◆ Given request
Reproduce the records below, substituting "Concerning" for every occurrence of "Regarding" and leaving everything else unchanged. Omit the pictures from your answer.
## begin Items
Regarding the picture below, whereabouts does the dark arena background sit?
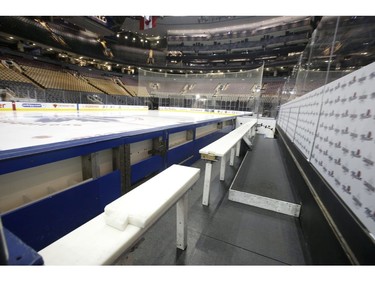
[0,6,375,274]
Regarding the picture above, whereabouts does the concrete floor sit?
[116,138,308,265]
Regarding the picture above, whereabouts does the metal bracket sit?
[148,138,167,156]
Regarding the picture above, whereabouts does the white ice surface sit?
[0,110,234,153]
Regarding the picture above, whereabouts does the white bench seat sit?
[199,120,257,206]
[39,165,200,265]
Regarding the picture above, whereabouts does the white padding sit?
[104,211,129,231]
[39,214,142,265]
[104,165,200,228]
[199,120,257,157]
[39,165,200,265]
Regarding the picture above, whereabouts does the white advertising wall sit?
[278,63,375,235]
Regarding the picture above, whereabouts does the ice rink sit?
[0,107,236,155]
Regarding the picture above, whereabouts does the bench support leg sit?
[236,140,241,157]
[176,192,189,250]
[229,147,235,166]
[220,154,227,181]
[202,161,212,206]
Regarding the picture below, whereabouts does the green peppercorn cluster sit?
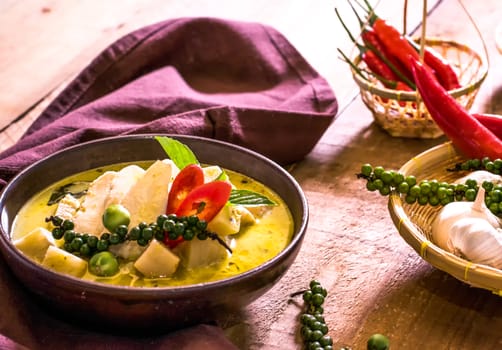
[357,159,502,215]
[45,214,224,257]
[300,281,333,350]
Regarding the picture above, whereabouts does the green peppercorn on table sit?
[0,0,502,350]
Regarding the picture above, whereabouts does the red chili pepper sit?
[473,114,502,140]
[409,57,502,159]
[373,18,420,74]
[335,8,412,88]
[407,38,460,90]
[175,181,232,222]
[361,27,415,89]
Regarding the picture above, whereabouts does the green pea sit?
[89,251,119,277]
[103,204,131,233]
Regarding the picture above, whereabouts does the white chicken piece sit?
[73,171,117,237]
[105,165,145,209]
[54,193,80,220]
[120,159,179,227]
[13,227,55,262]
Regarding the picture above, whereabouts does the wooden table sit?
[0,0,502,349]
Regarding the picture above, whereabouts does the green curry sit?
[12,163,294,287]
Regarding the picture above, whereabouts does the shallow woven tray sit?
[351,38,488,139]
[388,142,502,296]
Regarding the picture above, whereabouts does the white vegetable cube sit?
[54,193,80,220]
[202,165,223,183]
[13,227,55,262]
[207,205,242,236]
[176,238,228,269]
[121,160,177,227]
[42,246,87,277]
[134,239,180,278]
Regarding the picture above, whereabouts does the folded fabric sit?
[0,18,338,187]
[0,18,338,349]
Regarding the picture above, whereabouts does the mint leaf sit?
[228,189,277,205]
[155,136,199,169]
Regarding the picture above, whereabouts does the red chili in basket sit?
[407,38,460,90]
[335,8,397,88]
[409,57,502,159]
[473,113,502,140]
[361,27,415,89]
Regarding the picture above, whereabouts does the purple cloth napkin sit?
[0,18,338,187]
[0,18,338,350]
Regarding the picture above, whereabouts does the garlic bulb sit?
[447,217,502,269]
[455,170,502,184]
[431,187,500,253]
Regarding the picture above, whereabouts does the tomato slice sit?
[166,164,204,214]
[175,181,232,222]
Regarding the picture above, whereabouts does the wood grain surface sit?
[0,0,502,349]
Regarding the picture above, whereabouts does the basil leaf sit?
[228,189,277,205]
[155,136,199,169]
[47,181,89,206]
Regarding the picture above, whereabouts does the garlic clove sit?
[431,187,501,252]
[455,170,502,184]
[447,217,502,269]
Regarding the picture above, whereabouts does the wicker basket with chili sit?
[351,1,488,138]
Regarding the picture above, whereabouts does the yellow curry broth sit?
[11,163,294,287]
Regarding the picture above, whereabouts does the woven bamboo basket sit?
[388,142,502,296]
[352,38,488,139]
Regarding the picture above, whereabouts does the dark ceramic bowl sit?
[0,135,308,331]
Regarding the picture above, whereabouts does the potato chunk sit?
[176,239,228,269]
[134,239,180,278]
[42,246,87,277]
[13,227,55,262]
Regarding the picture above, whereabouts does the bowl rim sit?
[0,133,309,297]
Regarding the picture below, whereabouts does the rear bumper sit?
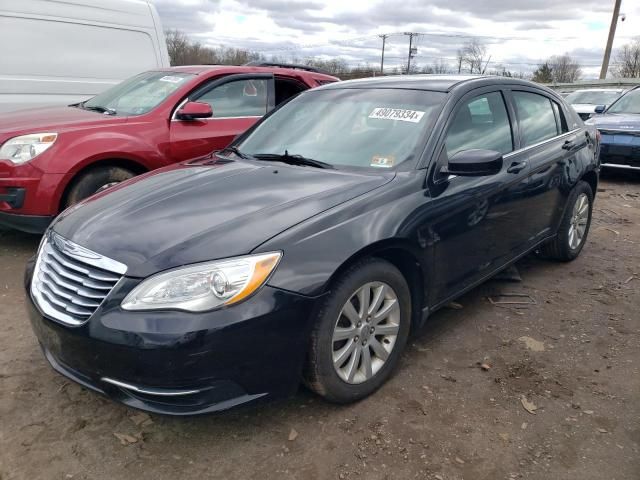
[600,137,640,168]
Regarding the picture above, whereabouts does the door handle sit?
[507,161,527,173]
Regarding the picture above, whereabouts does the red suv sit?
[0,63,338,233]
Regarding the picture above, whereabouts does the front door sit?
[170,74,274,162]
[429,89,531,304]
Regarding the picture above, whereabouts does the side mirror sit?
[176,102,213,120]
[447,150,502,177]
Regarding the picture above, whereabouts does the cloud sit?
[154,0,640,75]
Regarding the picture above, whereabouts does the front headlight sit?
[0,133,58,165]
[122,252,282,312]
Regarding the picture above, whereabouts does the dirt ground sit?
[0,173,640,480]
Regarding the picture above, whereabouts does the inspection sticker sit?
[369,107,425,123]
[160,75,184,83]
[370,155,396,168]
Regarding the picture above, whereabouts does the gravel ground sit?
[0,173,640,480]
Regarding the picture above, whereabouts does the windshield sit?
[565,90,620,105]
[237,88,446,168]
[79,72,193,115]
[607,88,640,114]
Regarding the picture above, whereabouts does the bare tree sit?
[458,39,491,73]
[431,58,451,74]
[546,53,582,83]
[613,39,640,78]
[531,62,553,83]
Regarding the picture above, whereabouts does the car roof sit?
[569,87,625,93]
[321,74,550,92]
[158,65,340,81]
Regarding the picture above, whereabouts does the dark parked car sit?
[587,87,640,168]
[26,75,598,414]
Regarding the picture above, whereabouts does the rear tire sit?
[304,258,411,403]
[64,166,136,208]
[540,181,593,262]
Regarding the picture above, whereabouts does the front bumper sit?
[0,211,54,233]
[25,262,316,415]
[0,161,66,225]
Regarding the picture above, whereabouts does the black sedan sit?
[587,87,640,169]
[26,76,598,415]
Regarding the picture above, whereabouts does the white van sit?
[0,0,169,112]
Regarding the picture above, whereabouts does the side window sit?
[193,79,268,118]
[513,92,559,147]
[445,92,513,158]
[551,101,569,133]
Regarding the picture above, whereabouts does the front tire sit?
[305,258,411,403]
[540,181,593,262]
[64,166,136,208]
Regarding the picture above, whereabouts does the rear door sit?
[511,87,588,244]
[169,73,275,162]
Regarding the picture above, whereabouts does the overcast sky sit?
[154,0,640,78]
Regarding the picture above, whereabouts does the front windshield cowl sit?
[606,88,640,115]
[235,88,446,170]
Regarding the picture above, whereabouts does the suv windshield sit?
[607,88,640,114]
[78,72,193,115]
[565,90,620,105]
[237,88,446,168]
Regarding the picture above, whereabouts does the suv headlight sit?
[0,133,58,165]
[122,252,282,312]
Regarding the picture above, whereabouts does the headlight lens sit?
[0,132,58,165]
[122,252,282,312]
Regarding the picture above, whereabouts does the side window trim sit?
[170,73,275,122]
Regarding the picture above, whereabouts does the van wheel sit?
[540,181,593,262]
[64,166,136,208]
[304,259,411,403]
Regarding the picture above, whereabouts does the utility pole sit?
[600,0,624,80]
[404,32,419,75]
[378,33,389,75]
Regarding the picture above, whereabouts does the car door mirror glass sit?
[176,102,213,120]
[447,149,503,177]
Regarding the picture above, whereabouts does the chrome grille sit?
[31,232,127,325]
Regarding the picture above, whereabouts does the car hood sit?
[52,160,394,277]
[589,113,640,131]
[0,106,126,137]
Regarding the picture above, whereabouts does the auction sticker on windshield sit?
[369,107,425,123]
[160,75,184,83]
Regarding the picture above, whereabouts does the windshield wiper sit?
[220,147,249,160]
[78,102,117,115]
[252,150,335,172]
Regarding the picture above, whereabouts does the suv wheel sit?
[64,166,136,208]
[540,181,593,262]
[305,259,411,403]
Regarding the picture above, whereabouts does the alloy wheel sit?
[569,193,589,250]
[332,282,400,384]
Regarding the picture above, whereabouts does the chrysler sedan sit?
[26,76,598,415]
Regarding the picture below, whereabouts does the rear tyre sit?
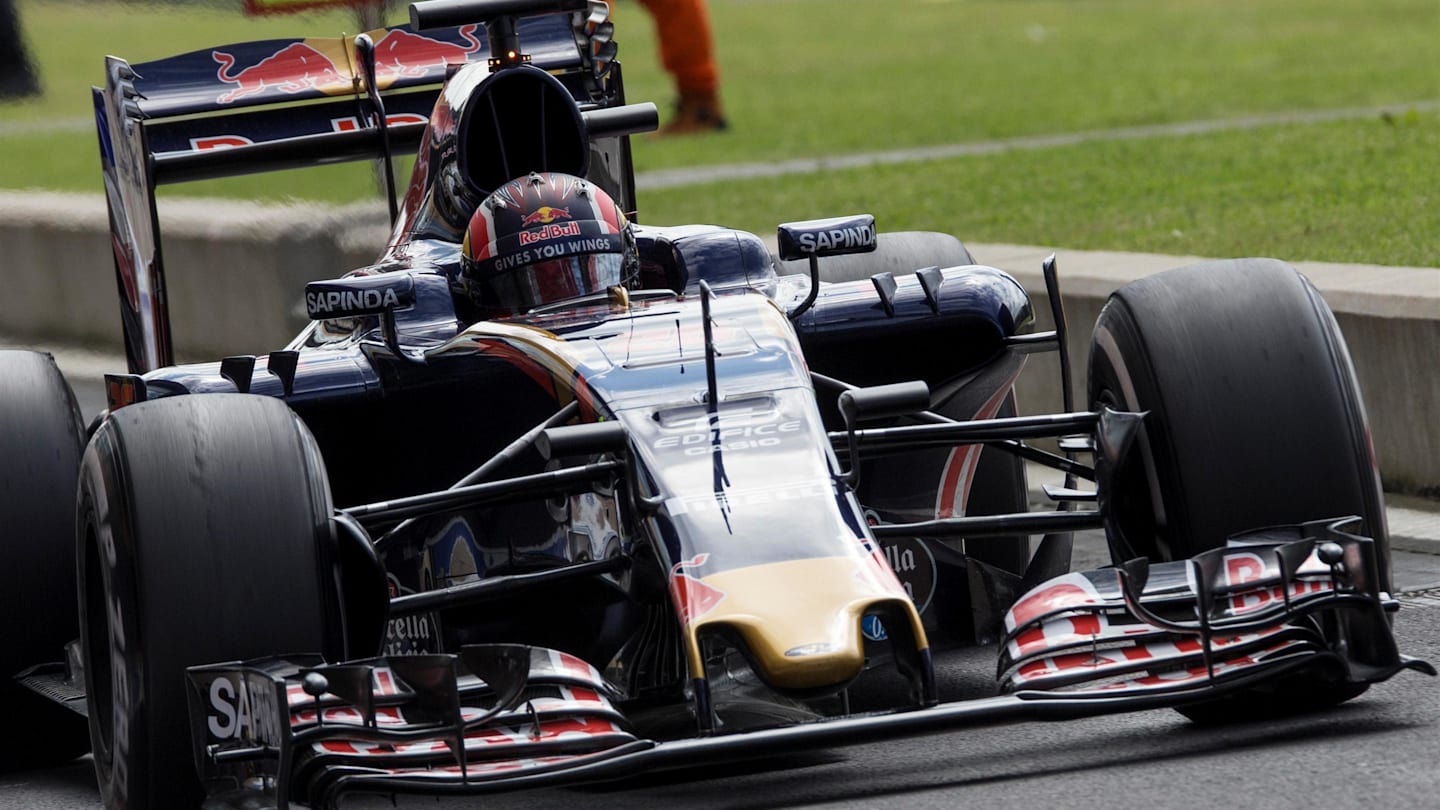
[1089,259,1390,721]
[79,395,340,809]
[0,352,89,770]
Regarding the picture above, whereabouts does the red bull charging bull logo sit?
## end Items
◆ Output below
Concerning the picture below, whereabouts does the dark arena background sit?
[0,6,375,274]
Concerning the picture above, whereabouts does the concrete floor sit?
[116,138,308,265]
Concerning the picture above, whereabouts does the metal bracket sit?
[148,138,167,156]
Concerning the picture above, whereabouts does the white ice surface sit?
[0,110,234,153]
Concerning the picture above, whereabouts does the white bench seat sit?
[199,120,257,206]
[39,165,200,265]
Concerning the picture above, whereabouts does the white padding sit?
[104,211,129,231]
[39,214,142,265]
[104,165,200,228]
[199,120,257,157]
[39,165,200,265]
Concerning the picture above, whereabouts does the white advertising wall sit?
[278,63,375,235]
Concerning the picture above, whereabouts does the ice rink sit?
[0,107,236,155]
Concerning the picture above, whereabouts does the bench support leg sit?
[236,140,241,157]
[176,192,189,250]
[229,147,235,166]
[220,154,227,181]
[202,161,212,206]
Concerning the picture below, whereabouts does the green peppercorn cluster sit?
[357,159,502,215]
[45,214,224,257]
[300,281,333,350]
Concerning the picture above, whereabouts does the green peppercorn on table sit?
[0,0,502,350]
Concerning the picture above, whereabouts does the red chili pepper sit?
[473,114,502,140]
[409,57,502,159]
[373,18,420,74]
[335,8,412,88]
[407,38,460,90]
[175,181,232,222]
[361,27,415,89]
Concerning the picture above, whereabouts does the green pea sit?
[89,251,119,277]
[103,204,131,233]
Concerning the picture above, whereabouts does the white chicken piece sit?
[73,171,117,237]
[105,165,145,209]
[54,193,80,220]
[120,159,179,227]
[13,227,55,262]
Concerning the picture above, whereabouts does the wooden table sit?
[0,0,502,349]
Concerning the picture above, whereabouts does the green curry sit?
[12,163,294,287]
Concerning the picture above, whereabouts does the shallow woven tray sit?
[351,38,488,139]
[388,142,502,296]
Concerning the picture above, whereabouts does the white vegetable cube sit?
[54,193,80,220]
[202,165,223,183]
[13,227,55,262]
[207,205,242,236]
[176,238,228,269]
[121,160,177,227]
[42,246,87,277]
[134,239,180,278]
Concerning the picture above, whereabouts does the folded fabric sit?
[0,18,338,187]
[0,18,338,349]
Concerning the picture above, whereabouts does the mint leaf sit?
[228,189,277,205]
[155,136,199,169]
Concerning the picture above, whereabouts does the red chili in basket sit?
[407,38,460,90]
[335,8,397,88]
[409,57,502,159]
[473,113,502,140]
[361,27,415,89]
Concerning the picture above, whereabouts does the purple cloth napkin sit?
[0,18,338,187]
[0,18,338,350]
Concerning the picture above, whereabouts does the garlic bulb sit?
[447,217,502,269]
[455,170,502,184]
[431,187,500,253]
Concerning the picture above, whereabouts does the tomato slice sit?
[166,164,204,214]
[175,181,232,222]
Concerning the picture above, whereabouts does the wood grain surface sit?
[0,0,502,349]
Concerning the picture above, whereabouts does the basil leaf sit?
[228,189,277,205]
[155,136,199,169]
[47,181,89,206]
Concerning the picture above, whereabouts does the garlic clove sit?
[431,187,501,252]
[455,170,502,184]
[447,217,502,269]
Concerning the picture above, whereabouts does the wicker basket with chili sit?
[351,1,488,138]
Concerning the picture above, whereabouts does the yellow curry broth sit?
[11,163,294,287]
Concerning the picture above, whereabouts does the woven bamboo basket sit?
[388,142,502,296]
[352,38,488,139]
Concerning the picture above, whereabouts does the dark ceramic bowl sit?
[0,135,308,331]
Concerning the picture above, whereabouts does the potato chunk sit?
[176,239,228,269]
[134,239,180,278]
[42,246,87,277]
[13,227,55,262]
Concerning the picture above, whereabouts does the bowl rim sit?
[0,133,309,297]
Concerning the picture below, whereabouts does the rear bumper sit?
[600,137,640,168]
Concerning the picture above, whereabouts does the door handle sit?
[507,161,527,173]
Concerning the picture above, whereabouts does the red suv sit?
[0,63,338,233]
Concerning the picture above, whereabouts does the front door sit?
[170,74,274,162]
[429,89,531,304]
Concerning the picture above, whereabouts does the side mirror sit?
[176,102,213,120]
[447,150,502,177]
Concerning the picture above, whereabouts does the cloud sit?
[154,0,640,75]
Concerning the picture above, whereabouts does the front headlight sit?
[0,133,58,165]
[122,252,282,312]
Concerning the picture above, whereabouts does the dirt ground sit?
[0,173,640,480]
Concerning the picture above, whereabouts does the inspection sticker sit?
[369,107,425,123]
[160,75,184,83]
[370,155,396,168]
Concerning the picture above, whereabouts does the gravel ground sit?
[0,173,640,480]
Concerning the picture above, whereabouts does the windshield sit?
[565,90,620,105]
[237,88,446,168]
[79,72,193,115]
[607,88,640,114]
Concerning the picture above, whereabouts does the bare tree sit?
[458,39,491,73]
[431,58,451,74]
[546,53,582,83]
[613,39,640,78]
[531,62,553,83]
Concerning the picture above, whereabouts does the car roof sit?
[569,87,625,93]
[321,74,550,92]
[158,65,340,81]
Concerning the picture above, whereabouts does the dark parked car sit?
[587,87,640,168]
[26,75,598,414]
Concerning the picture above, whereabouts does the rear tire sit?
[304,258,411,403]
[64,166,136,208]
[540,181,593,262]
Concerning the picture above, whereabouts does the front bumper sit?
[0,211,54,233]
[25,262,316,415]
[0,161,66,225]
Concerning the picture above, whereabouts does the black sedan sit?
[587,87,640,169]
[26,76,598,415]
Concerning the picture above, whereabouts does the white van sit?
[0,0,169,112]
Concerning the picture above, whereabouts does the side window sit?
[193,79,268,118]
[513,92,559,147]
[445,92,513,158]
[551,101,569,133]
Concerning the picture above, whereabouts does the front tire sit?
[305,258,411,403]
[540,181,593,262]
[64,166,136,208]
Concerning the picture above, whereabouts does the rear door sit?
[511,87,588,244]
[169,73,275,162]
Concerning the picture above, whereabouts does the overcast sky sit?
[154,0,640,78]
Concerning the picture above, whereabouts does the front windshield cowl sit?
[606,88,640,115]
[235,88,446,170]
Concerning the picture above, whereabouts does the suv windshield sit?
[607,88,640,114]
[78,72,193,115]
[565,90,620,105]
[237,88,446,168]
Concerning the picture above, whereabouts does the suv headlight sit?
[0,133,58,165]
[122,252,282,312]
Concerning the picture above, whereabouts does the headlight lens sit?
[0,132,58,165]
[122,252,282,312]
Concerning the picture above, whereabouts does the side window trim sit?
[170,73,275,122]
Concerning the picture above, whereabouts does the van wheel sit?
[540,181,593,262]
[64,166,136,208]
[304,259,411,403]
Concerning the picture above, whereabouts does the utility pole sit?
[600,0,624,80]
[404,32,419,75]
[378,33,389,75]
Concerning the picture above, whereabouts does the car door mirror glass sit?
[176,102,213,120]
[447,149,503,177]
Concerning the picture above, whereabouts does the chrome grille sit?
[31,232,127,325]
Concerning the picture above, whereabouts does the car hood sit?
[52,160,394,277]
[589,113,640,131]
[0,106,126,137]
Concerning the picture above, whereabouts does the auction sticker on windshield sit?
[369,107,425,123]
[160,75,184,83]
Concerning the picture above, whereabouts does the windshield wiper sit?
[220,147,249,160]
[78,102,117,115]
[252,150,335,172]
Concerning the picture above, whereabouts does the suv wheel sit?
[64,166,136,208]
[540,181,593,262]
[305,259,411,403]
Concerning the picture above, whereabouts does the alloy wheel sit?
[569,193,589,250]
[332,282,400,384]
Concerning the picture above, whereabouts does the chrysler sedan sit?
[26,76,598,415]
Concerning the picture below, whereabouts does the rear tyre sit?
[1089,259,1390,721]
[79,395,340,809]
[0,352,89,770]
Concerning the picture above, whereabouts does the red bull charging bull logo sit?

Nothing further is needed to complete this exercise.